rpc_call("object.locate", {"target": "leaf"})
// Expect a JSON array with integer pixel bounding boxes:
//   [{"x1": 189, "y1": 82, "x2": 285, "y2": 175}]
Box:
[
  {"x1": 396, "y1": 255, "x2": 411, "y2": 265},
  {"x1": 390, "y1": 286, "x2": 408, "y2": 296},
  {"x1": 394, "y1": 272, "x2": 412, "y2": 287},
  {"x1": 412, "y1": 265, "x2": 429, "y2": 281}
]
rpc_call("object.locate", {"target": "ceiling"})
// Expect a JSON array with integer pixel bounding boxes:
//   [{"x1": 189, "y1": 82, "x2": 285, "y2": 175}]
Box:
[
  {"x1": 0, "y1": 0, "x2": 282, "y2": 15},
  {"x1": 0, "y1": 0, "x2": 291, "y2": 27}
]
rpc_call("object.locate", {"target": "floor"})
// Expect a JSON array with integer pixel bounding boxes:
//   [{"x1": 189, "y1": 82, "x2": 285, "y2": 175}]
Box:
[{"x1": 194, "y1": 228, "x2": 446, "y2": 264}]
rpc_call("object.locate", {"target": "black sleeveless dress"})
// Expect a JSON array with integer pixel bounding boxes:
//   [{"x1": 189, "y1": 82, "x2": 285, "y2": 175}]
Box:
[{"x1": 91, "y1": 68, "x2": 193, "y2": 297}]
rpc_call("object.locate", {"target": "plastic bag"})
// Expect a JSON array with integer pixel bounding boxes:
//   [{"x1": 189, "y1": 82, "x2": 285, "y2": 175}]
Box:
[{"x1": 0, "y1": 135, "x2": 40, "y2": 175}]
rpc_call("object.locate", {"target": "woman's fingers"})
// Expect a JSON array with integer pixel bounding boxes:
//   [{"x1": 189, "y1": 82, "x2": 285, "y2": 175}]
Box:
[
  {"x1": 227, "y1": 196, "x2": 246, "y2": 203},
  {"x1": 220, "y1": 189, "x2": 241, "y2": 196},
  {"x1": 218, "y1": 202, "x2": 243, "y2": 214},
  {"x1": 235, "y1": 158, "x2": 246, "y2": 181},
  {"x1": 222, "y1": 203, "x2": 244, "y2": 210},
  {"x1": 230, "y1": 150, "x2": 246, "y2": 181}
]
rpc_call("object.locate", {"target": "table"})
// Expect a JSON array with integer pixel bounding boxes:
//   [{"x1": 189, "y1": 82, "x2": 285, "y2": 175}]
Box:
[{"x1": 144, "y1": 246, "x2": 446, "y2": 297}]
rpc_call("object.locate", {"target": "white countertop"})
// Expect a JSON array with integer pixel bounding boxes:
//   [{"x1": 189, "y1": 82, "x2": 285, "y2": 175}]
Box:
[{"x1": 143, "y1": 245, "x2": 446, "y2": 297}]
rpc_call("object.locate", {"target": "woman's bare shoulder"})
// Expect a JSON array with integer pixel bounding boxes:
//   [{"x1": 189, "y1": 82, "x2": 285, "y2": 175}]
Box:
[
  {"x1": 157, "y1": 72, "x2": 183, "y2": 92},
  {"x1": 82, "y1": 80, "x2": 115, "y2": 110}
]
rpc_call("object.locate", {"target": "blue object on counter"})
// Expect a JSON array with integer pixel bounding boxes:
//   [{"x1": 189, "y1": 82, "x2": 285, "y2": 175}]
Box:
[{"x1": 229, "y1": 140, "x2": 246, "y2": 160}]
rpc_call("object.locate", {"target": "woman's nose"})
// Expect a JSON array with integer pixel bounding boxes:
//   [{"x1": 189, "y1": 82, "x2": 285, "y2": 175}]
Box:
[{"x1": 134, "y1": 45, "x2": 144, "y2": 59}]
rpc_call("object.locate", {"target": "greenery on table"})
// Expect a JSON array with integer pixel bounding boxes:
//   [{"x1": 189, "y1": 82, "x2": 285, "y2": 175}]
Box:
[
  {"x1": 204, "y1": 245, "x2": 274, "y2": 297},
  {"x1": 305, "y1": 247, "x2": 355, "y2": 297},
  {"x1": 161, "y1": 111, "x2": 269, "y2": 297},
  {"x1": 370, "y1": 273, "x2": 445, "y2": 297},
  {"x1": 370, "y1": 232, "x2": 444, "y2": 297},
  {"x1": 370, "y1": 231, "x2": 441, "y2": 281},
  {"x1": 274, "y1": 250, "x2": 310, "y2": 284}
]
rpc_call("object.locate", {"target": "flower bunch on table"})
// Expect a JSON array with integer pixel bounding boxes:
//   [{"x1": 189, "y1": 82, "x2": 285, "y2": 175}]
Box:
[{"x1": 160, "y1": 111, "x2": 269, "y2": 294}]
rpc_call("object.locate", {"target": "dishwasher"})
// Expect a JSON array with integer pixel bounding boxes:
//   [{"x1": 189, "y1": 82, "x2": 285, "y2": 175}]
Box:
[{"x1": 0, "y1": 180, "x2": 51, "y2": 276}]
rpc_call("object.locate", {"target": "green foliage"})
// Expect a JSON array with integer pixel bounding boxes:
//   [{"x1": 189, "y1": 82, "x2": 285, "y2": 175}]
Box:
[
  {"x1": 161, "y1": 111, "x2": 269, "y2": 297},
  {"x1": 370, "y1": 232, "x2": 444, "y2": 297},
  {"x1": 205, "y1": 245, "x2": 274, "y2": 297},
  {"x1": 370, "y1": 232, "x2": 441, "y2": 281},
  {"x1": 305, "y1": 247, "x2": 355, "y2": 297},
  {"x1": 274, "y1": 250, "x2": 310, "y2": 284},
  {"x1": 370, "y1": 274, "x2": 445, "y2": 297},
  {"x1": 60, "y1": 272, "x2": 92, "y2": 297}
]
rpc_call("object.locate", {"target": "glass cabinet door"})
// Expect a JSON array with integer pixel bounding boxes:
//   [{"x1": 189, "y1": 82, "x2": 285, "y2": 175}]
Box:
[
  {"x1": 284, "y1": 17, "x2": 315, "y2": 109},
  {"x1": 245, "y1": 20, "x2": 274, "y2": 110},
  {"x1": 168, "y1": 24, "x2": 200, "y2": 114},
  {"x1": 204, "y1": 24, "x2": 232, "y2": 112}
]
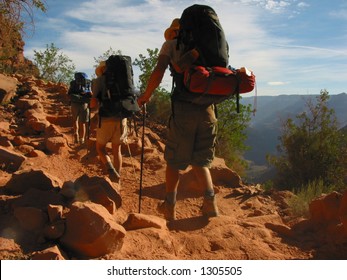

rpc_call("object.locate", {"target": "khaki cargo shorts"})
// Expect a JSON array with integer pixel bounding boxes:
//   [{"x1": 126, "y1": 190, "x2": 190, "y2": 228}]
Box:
[
  {"x1": 71, "y1": 102, "x2": 89, "y2": 123},
  {"x1": 164, "y1": 101, "x2": 217, "y2": 170},
  {"x1": 96, "y1": 117, "x2": 127, "y2": 146}
]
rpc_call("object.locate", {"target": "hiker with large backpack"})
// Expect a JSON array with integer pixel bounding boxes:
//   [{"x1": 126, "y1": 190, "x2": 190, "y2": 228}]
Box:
[
  {"x1": 68, "y1": 72, "x2": 92, "y2": 145},
  {"x1": 90, "y1": 56, "x2": 139, "y2": 183},
  {"x1": 137, "y1": 6, "x2": 228, "y2": 221}
]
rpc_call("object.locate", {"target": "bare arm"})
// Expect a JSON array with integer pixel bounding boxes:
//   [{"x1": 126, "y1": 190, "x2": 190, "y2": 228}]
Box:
[{"x1": 138, "y1": 54, "x2": 171, "y2": 106}]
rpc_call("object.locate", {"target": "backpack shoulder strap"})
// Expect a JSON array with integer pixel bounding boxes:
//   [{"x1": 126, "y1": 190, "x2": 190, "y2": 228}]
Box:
[
  {"x1": 69, "y1": 80, "x2": 82, "y2": 95},
  {"x1": 169, "y1": 63, "x2": 185, "y2": 94}
]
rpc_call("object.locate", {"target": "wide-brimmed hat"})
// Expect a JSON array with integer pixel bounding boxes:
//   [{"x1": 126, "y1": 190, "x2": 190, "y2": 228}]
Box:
[
  {"x1": 164, "y1": 18, "x2": 180, "y2": 41},
  {"x1": 95, "y1": 61, "x2": 106, "y2": 77}
]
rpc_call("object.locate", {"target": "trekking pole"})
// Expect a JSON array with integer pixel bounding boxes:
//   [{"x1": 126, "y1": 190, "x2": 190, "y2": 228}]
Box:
[{"x1": 138, "y1": 104, "x2": 146, "y2": 213}]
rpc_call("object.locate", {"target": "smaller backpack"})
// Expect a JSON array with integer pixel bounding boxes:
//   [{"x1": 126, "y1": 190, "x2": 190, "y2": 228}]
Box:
[
  {"x1": 98, "y1": 55, "x2": 139, "y2": 118},
  {"x1": 74, "y1": 72, "x2": 87, "y2": 89},
  {"x1": 68, "y1": 72, "x2": 92, "y2": 103}
]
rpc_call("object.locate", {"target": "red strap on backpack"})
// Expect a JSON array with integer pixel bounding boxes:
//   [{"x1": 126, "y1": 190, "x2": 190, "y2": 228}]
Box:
[
  {"x1": 177, "y1": 64, "x2": 256, "y2": 109},
  {"x1": 235, "y1": 67, "x2": 257, "y2": 115},
  {"x1": 236, "y1": 67, "x2": 256, "y2": 94},
  {"x1": 184, "y1": 66, "x2": 238, "y2": 96}
]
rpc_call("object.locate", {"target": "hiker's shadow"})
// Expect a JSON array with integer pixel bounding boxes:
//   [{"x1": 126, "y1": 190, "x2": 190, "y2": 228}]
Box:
[
  {"x1": 140, "y1": 183, "x2": 165, "y2": 200},
  {"x1": 224, "y1": 191, "x2": 258, "y2": 204},
  {"x1": 69, "y1": 141, "x2": 98, "y2": 164},
  {"x1": 139, "y1": 184, "x2": 211, "y2": 232},
  {"x1": 140, "y1": 180, "x2": 205, "y2": 201},
  {"x1": 167, "y1": 216, "x2": 210, "y2": 231}
]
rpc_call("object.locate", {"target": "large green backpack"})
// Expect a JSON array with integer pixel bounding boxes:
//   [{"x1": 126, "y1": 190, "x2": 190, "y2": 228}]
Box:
[
  {"x1": 173, "y1": 4, "x2": 255, "y2": 108},
  {"x1": 98, "y1": 55, "x2": 139, "y2": 118},
  {"x1": 172, "y1": 4, "x2": 234, "y2": 105},
  {"x1": 177, "y1": 4, "x2": 229, "y2": 67}
]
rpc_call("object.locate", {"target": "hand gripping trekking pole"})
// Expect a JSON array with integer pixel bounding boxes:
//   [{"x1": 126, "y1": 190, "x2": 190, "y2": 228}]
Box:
[{"x1": 138, "y1": 104, "x2": 146, "y2": 213}]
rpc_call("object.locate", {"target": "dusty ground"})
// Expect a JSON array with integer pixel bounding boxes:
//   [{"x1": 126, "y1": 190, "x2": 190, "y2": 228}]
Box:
[{"x1": 0, "y1": 78, "x2": 346, "y2": 260}]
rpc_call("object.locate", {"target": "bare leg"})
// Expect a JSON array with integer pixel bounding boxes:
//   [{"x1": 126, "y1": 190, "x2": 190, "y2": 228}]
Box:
[
  {"x1": 96, "y1": 142, "x2": 109, "y2": 166},
  {"x1": 158, "y1": 164, "x2": 179, "y2": 220},
  {"x1": 192, "y1": 165, "x2": 218, "y2": 217},
  {"x1": 96, "y1": 142, "x2": 119, "y2": 181},
  {"x1": 112, "y1": 143, "x2": 122, "y2": 176},
  {"x1": 165, "y1": 164, "x2": 180, "y2": 193},
  {"x1": 73, "y1": 120, "x2": 78, "y2": 134},
  {"x1": 79, "y1": 122, "x2": 86, "y2": 142},
  {"x1": 73, "y1": 120, "x2": 79, "y2": 142},
  {"x1": 191, "y1": 166, "x2": 214, "y2": 195}
]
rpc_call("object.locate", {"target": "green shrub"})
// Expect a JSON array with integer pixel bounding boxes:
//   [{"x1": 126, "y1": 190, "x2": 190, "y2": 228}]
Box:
[
  {"x1": 33, "y1": 43, "x2": 75, "y2": 84},
  {"x1": 288, "y1": 179, "x2": 330, "y2": 217},
  {"x1": 268, "y1": 90, "x2": 347, "y2": 191}
]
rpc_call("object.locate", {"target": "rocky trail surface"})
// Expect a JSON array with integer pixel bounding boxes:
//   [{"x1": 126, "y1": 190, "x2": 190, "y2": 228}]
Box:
[{"x1": 0, "y1": 74, "x2": 347, "y2": 260}]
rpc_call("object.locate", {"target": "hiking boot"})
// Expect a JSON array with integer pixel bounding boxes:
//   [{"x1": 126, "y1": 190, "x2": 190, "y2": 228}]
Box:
[
  {"x1": 108, "y1": 168, "x2": 120, "y2": 183},
  {"x1": 201, "y1": 195, "x2": 219, "y2": 218},
  {"x1": 157, "y1": 199, "x2": 176, "y2": 221}
]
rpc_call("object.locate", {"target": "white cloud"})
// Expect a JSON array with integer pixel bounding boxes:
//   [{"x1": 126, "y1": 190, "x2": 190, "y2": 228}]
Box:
[
  {"x1": 330, "y1": 9, "x2": 347, "y2": 20},
  {"x1": 265, "y1": 0, "x2": 290, "y2": 12},
  {"x1": 297, "y1": 2, "x2": 310, "y2": 9},
  {"x1": 268, "y1": 81, "x2": 290, "y2": 86},
  {"x1": 227, "y1": 0, "x2": 310, "y2": 14}
]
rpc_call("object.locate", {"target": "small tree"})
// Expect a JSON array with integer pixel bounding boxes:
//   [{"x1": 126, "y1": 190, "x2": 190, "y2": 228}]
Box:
[
  {"x1": 268, "y1": 90, "x2": 347, "y2": 191},
  {"x1": 33, "y1": 43, "x2": 75, "y2": 84},
  {"x1": 133, "y1": 48, "x2": 171, "y2": 123},
  {"x1": 215, "y1": 97, "x2": 252, "y2": 174}
]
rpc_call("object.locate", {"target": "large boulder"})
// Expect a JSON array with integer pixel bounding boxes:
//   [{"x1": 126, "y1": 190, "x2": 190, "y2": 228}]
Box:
[
  {"x1": 210, "y1": 157, "x2": 243, "y2": 187},
  {"x1": 74, "y1": 174, "x2": 122, "y2": 214},
  {"x1": 177, "y1": 157, "x2": 243, "y2": 198},
  {"x1": 5, "y1": 169, "x2": 62, "y2": 195},
  {"x1": 13, "y1": 206, "x2": 48, "y2": 232},
  {"x1": 60, "y1": 201, "x2": 126, "y2": 258},
  {"x1": 309, "y1": 191, "x2": 342, "y2": 225},
  {"x1": 0, "y1": 146, "x2": 26, "y2": 172},
  {"x1": 11, "y1": 188, "x2": 65, "y2": 210}
]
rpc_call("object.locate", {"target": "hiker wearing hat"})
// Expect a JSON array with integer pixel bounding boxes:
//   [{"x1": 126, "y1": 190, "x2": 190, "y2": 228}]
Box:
[
  {"x1": 68, "y1": 72, "x2": 92, "y2": 145},
  {"x1": 137, "y1": 18, "x2": 219, "y2": 221},
  {"x1": 90, "y1": 61, "x2": 126, "y2": 183}
]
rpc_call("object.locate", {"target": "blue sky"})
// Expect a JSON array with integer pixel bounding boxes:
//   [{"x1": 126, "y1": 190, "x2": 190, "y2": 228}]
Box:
[{"x1": 23, "y1": 0, "x2": 347, "y2": 96}]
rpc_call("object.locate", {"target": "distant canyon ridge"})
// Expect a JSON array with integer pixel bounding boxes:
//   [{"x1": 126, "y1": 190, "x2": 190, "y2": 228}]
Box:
[{"x1": 241, "y1": 93, "x2": 347, "y2": 181}]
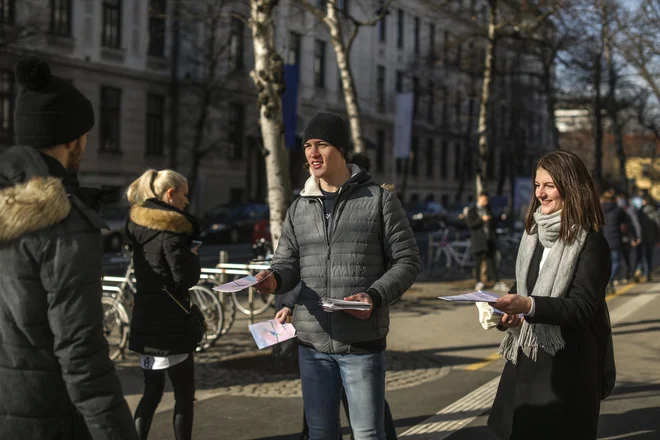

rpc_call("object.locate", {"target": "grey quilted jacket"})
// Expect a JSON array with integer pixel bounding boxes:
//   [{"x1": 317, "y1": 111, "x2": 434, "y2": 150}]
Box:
[{"x1": 271, "y1": 165, "x2": 420, "y2": 353}]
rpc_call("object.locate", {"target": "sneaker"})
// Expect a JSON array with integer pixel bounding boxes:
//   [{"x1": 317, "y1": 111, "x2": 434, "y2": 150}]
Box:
[
  {"x1": 493, "y1": 281, "x2": 510, "y2": 292},
  {"x1": 613, "y1": 280, "x2": 620, "y2": 286},
  {"x1": 634, "y1": 269, "x2": 642, "y2": 283},
  {"x1": 475, "y1": 282, "x2": 485, "y2": 291}
]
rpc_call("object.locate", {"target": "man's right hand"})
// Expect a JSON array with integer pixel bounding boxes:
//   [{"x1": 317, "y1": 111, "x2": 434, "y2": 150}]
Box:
[{"x1": 254, "y1": 270, "x2": 277, "y2": 294}]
■ ■ ■ ■
ABOUT THIS EXERCISE: Please state how many lines hold the string "shoulder" in the listing above, giving the figure alone.

ANSWER BOX: 2